TEXTE À LIRE

Du creusement des cupules(Temps de lecture estimé : 17 minutes)
Grâce à notre site vous connaissez désormais mieux les cupules. Dans cet article, nous allons aborder la mécanique qui fut mise en œuvre pour leur creusement. Si leur provenance anthropique ne fait pas l’unanimité, il suffira à tout un chacun d’en creuser une pour se convaincre de la similitude entre celles étudiées par des sommités mondiales de l’archéologie – Michel Lorblanchet, Jean Abelanet ✝︎, Jacques Briard ✝︎ et Robert Bednarik dans le monde anglo-saxon – et le résultat que vous aurez obtenu… Armez-vous toutefois de patience, cela prend un certain temps, pour ne pas dire un temps certain.
Nous vous invitons à consulter notre page sur Facebook, et à suivre nos aventures et explorations : Paléo-Art (Quand les pierres nous parlent).
Ci-dessous, écoutez la version audio de l’article :

Caractéristiques
Ces dépressions artificielles hémisphérique que l’on trouve sur tous les continents (1), excepté l’antarctique, intriguent depuis que l’on cessa de les creuser au moyen-âge. Apposées sur les surfaces rocheuses de dureté 7 / 10 sur l’échelle de Mohs, comme le granite ou le grés, ces dômes inversés où tombent les interrogations de ceux qui se penchent sur leur sujet, n’en finissent pas de nous questionner. Une chose est certaine les cupules ne peuvent être ignorées. Citons le trait d’humour de l’archéologue Louis Mallet, sous forme de paronyme :
» les hommes cupulent depuis longtemps. «
Au delà de cette blague qui pourrait paraître salace, la relation qui les unie n’est peut-être pas si hors sujet qu’il y paraît. Les cupules négatives sont en creux et font immanquablement penser à l’élément féminin et plus particulièrement à son sexe. Elles font aussi penser aux trépanations, interprétation sur laquelle nous reviendront dans un article ultérieur. Mais aussi à la grotte et sont peut-être en relation avec les mythes d’émergence.

EXTRAIT DES DONNÉES

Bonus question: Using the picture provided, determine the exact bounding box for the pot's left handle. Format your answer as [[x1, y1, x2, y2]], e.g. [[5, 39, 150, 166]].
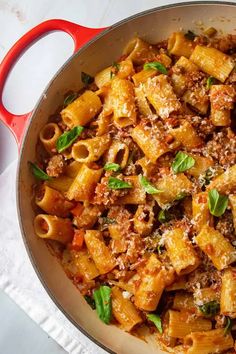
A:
[[0, 20, 104, 147]]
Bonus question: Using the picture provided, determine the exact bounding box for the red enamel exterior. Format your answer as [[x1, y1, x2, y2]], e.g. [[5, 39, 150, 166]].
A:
[[0, 20, 104, 148]]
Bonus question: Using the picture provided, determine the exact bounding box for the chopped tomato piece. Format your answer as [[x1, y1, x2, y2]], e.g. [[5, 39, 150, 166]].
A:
[[70, 203, 84, 216], [71, 229, 84, 251]]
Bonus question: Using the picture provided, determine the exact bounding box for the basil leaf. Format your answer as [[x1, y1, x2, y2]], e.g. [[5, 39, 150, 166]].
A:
[[104, 162, 121, 172], [143, 61, 168, 75], [84, 295, 96, 310], [56, 125, 84, 152], [147, 313, 163, 333], [175, 192, 187, 200], [81, 71, 94, 86], [108, 177, 133, 189], [224, 317, 233, 336], [139, 176, 162, 194], [184, 30, 197, 41], [93, 285, 111, 324], [63, 92, 78, 107], [199, 300, 220, 317], [158, 210, 171, 224], [171, 151, 195, 174], [206, 76, 215, 90], [29, 162, 52, 181], [208, 189, 228, 216]]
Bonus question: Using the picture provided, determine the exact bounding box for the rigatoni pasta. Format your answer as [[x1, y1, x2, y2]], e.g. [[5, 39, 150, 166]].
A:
[[30, 29, 236, 354]]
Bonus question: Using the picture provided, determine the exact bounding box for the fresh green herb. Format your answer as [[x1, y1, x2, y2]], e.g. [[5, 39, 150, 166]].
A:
[[81, 71, 94, 86], [208, 189, 228, 216], [175, 192, 187, 200], [93, 285, 111, 324], [29, 162, 52, 181], [84, 295, 96, 310], [171, 151, 195, 174], [143, 61, 168, 75], [140, 176, 162, 194], [224, 317, 233, 336], [147, 313, 163, 333], [206, 76, 215, 90], [184, 30, 197, 41], [104, 162, 120, 172], [102, 216, 116, 225], [56, 125, 84, 152], [108, 177, 133, 189], [199, 300, 220, 317], [63, 92, 78, 107], [110, 61, 120, 79], [158, 209, 171, 224], [199, 168, 215, 186]]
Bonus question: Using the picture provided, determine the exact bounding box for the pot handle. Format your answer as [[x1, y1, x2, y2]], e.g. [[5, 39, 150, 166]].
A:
[[0, 19, 105, 148]]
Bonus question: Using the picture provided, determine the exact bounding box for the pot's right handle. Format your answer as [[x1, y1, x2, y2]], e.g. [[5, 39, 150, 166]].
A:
[[0, 20, 105, 147]]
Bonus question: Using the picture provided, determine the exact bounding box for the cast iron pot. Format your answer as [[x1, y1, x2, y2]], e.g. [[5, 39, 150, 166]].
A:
[[0, 2, 236, 354]]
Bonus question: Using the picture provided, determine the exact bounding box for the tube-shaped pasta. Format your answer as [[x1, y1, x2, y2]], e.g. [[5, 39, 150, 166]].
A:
[[117, 176, 146, 205], [106, 140, 129, 169], [94, 59, 134, 89], [111, 286, 142, 332], [171, 56, 199, 96], [34, 214, 74, 244], [190, 45, 234, 82], [74, 203, 102, 229], [65, 161, 82, 178], [74, 250, 100, 281], [134, 85, 152, 117], [84, 230, 116, 274], [61, 91, 102, 128], [193, 288, 220, 306], [186, 154, 214, 177], [144, 75, 181, 119], [72, 134, 111, 163], [39, 123, 62, 154], [123, 38, 157, 65], [131, 124, 169, 163], [35, 185, 74, 217], [153, 173, 192, 208], [192, 192, 213, 232], [168, 32, 194, 58], [66, 165, 103, 202], [111, 78, 137, 128], [134, 204, 154, 236], [172, 291, 197, 313], [168, 310, 212, 338], [184, 328, 234, 354], [220, 268, 236, 318], [169, 120, 202, 150], [210, 85, 235, 127], [195, 225, 236, 270], [164, 228, 200, 275], [132, 69, 157, 86], [182, 87, 209, 114], [207, 165, 236, 194], [229, 194, 236, 232], [134, 253, 165, 311], [45, 175, 73, 193]]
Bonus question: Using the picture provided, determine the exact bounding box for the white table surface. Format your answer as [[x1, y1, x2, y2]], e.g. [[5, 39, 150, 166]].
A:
[[0, 0, 235, 354]]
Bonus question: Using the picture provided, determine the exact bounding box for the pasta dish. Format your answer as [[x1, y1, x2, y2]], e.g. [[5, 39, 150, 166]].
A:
[[30, 28, 236, 354]]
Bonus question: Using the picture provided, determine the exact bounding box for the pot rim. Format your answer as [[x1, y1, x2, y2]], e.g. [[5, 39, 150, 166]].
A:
[[16, 0, 236, 354]]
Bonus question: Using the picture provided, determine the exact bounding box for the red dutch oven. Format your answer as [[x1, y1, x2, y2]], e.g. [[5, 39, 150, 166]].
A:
[[0, 2, 236, 354]]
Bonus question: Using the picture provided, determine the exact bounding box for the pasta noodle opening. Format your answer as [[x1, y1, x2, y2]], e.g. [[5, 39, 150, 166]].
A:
[[42, 124, 56, 140], [35, 215, 50, 235]]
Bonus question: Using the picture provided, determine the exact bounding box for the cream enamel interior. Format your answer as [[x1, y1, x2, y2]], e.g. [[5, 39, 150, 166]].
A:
[[17, 3, 236, 354]]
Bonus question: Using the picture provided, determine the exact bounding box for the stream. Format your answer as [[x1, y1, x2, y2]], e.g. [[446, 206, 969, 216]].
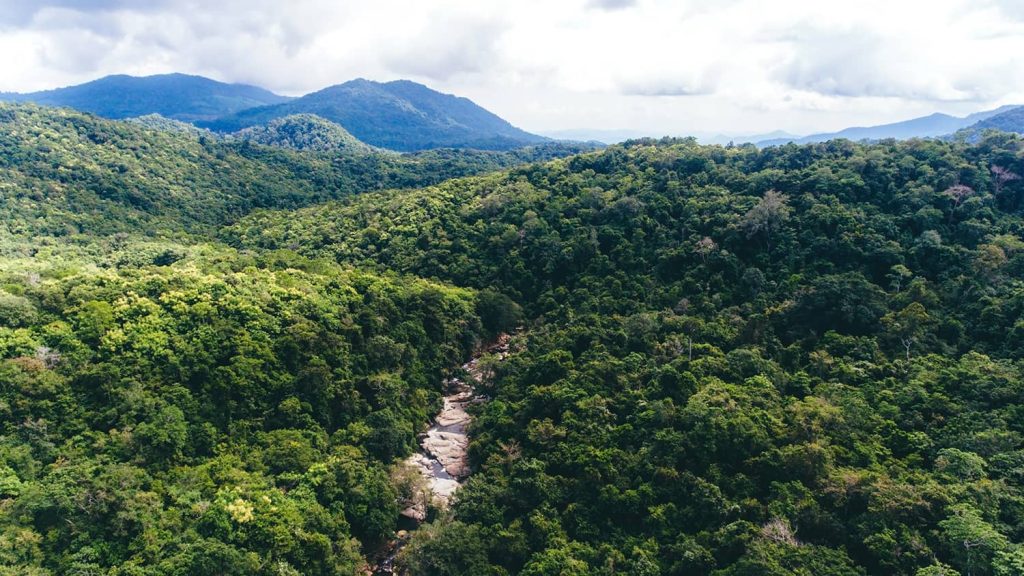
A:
[[373, 334, 510, 576]]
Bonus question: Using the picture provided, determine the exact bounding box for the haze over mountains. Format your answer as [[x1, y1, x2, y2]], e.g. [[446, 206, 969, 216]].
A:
[[0, 74, 549, 152], [0, 74, 291, 122], [0, 74, 1024, 152], [757, 106, 1024, 146]]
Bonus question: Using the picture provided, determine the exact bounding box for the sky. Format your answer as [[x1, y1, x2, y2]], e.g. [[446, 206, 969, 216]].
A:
[[0, 0, 1024, 136]]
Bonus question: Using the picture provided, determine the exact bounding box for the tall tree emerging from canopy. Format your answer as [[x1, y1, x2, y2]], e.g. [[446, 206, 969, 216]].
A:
[[742, 190, 791, 258]]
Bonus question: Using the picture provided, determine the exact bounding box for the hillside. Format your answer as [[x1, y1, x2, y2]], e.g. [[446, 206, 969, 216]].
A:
[[0, 74, 289, 122], [234, 114, 374, 154], [757, 106, 1016, 147], [224, 139, 1024, 576], [0, 104, 581, 238], [200, 79, 546, 152], [0, 117, 1024, 576], [954, 107, 1024, 141]]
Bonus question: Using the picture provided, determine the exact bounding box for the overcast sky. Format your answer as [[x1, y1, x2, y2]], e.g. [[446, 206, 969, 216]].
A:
[[0, 0, 1024, 135]]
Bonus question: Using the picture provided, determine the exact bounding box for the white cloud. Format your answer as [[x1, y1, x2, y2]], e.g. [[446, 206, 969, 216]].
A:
[[0, 0, 1024, 133]]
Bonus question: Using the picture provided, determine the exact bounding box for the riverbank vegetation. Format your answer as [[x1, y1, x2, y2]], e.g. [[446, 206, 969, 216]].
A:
[[0, 108, 1024, 576]]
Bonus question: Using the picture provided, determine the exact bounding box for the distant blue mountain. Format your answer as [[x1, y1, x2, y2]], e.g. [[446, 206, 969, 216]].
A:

DÉFI 1
Dans le texte sur les cupules, quel archéologue est l'auteur du trait d'humour cité ?
DÉFI 2
Recopiez mot pour mot le passage du texte sur les cupules allant de « Grâce à notre » jusqu'à « un temps certain. » inclus.
DÉFI 3
Poursuivez le texte sur le creusement des cupules à partir de l'endroit où il s'arrête.

RÉPONSE FINALE 1
Louis Mallet

RÉPONSE FINALE 2
Grâce à notre site vous connaissez désormais mieux les cupules. Dans cet article, nous allons aborder la mécanique qui fut mise en œuvre pour leur creusement. Si leur provenance anthropique ne fait pas l’unanimité, il suffira à tout un chacun d’en creuser une pour se convaincre de la similitude entre celles étudiées par des sommités mondiales de l’archéologie – Michel Lorblanchet, Jean Abelanet ✝︎, Jacques Briard ✝︎ et Robert Bednarik dans le monde anglo-saxon – et le résultat que vous aurez obtenu… Armez-vous toutefois de patience, cela prend un certain temps, pour ne pas dire un temps certain.

RÉPONSE FINALE 3
Une chose est certaine, leur creusement sur les différents théâtres d’opérations, fut universel et fit l’unanimité dans toute les cultures, sans lien direct de lieu, de temps et d’action. Si leur creusement semble en lien avec les croyances de ceux qui les élaborèrent, cette activité répond sûrement à un motif impératif, nécessaire, pour ne pas dire vital. Une telle activité qui s’étend sur des centaines de milliers d’années, traversant toutes les époques et les systèmes de pensées, technologiques et sacraux, aura relevé d’une tache impérative, pour ne pas dire vitale et donc atavique.
Elles sont l’artefact d’un paléo-comportement qui non échappe encore mais qui semble être inscrit dans nos gênes.
- Qui n’a pas construit un barrage dans un ruisseau.
- Qui n’a pas jeté un cailloux plat pour faire des ricochets.
- Qui n’a jamais ramassé des cailloux et des coquillages sur les plages.
- Qui n’a pas empilé des cailloux en cairns au bord des sentiers ou des rivières.
- Qi n’a pas planté en terre un bloc oblong.
- Qui n’a pas était saisi de peur révérencieuse devant l’entrée d’une grotte ou d’une mine.
- Qui n’aura pas été tenté d’y pénétrer.
- Qui enfin n’a pas été saisi par le mystère qui se dégage de Carnac, Gagrinis, Stonehenge, Avebury, New Grange, Ring of Brodgar, Mull Hill, Castlerigg…
Il y a certes un lien direct entre l’homme et la pierre, de part l’abri qu’il y trouva mais la finalité restera hors de portée, sans de nouvelles découvertes d’artefacts. Mais comme le fait remarquer Robert Bednarik, qui reste à ce jour l’expert dont le nom est attaché aux cupules, théoriser sur les destinations possibles de leur creusement en si grand nombre, semble futile quand on sait qu’en 1940 on observa leur creusement en dans le centre de l’Australie par les aborigènes qui pensaient faire ainsi accroitre lea production d’œufs de cacatoès, dont ils étaient friands…
Il ressort de tout ce qui précède, que si l’on ne peut savoir directement les motivations qui animaient les créateurs de cupules, il est souvent vain de s’attaquer au problème. Il est donc difficile de voir dans ces dernières, un artefact de notre taxonomie mais bien comme des traces de comportements spécifiques.
Leur ø allant de 1cm à 10cm et parfois au-delà, les destinations réelles ou supposées restent ténues, de part la difficulté que nous avons pour les distinguer d’autres éléments naturels : bassines aquatiques, nids-de poules et creux en dissolution et autres kamenitza. C’est pour cette raison que nous avons à Paléo-Art.org, introduit un indice de certitude allant de 1 à 3.
Les cupules se présentent au sein de groupements allant de 2 ou 4 cupules et pouvant compter plusieurs centaines de spécimens. Nous pouvons les retrouver en formation serrées ou lâches, intégrant un alignement ordonné et /ou raisonné ou dans un ensemble aléatoire non structuré.
Selon l’environnement, nous avons constaté au cours de nos prospections visuelles, qu’il est parfois possible d’extrapoler malgré les contextes différents et séparés tant dans le temps que dans l’espace.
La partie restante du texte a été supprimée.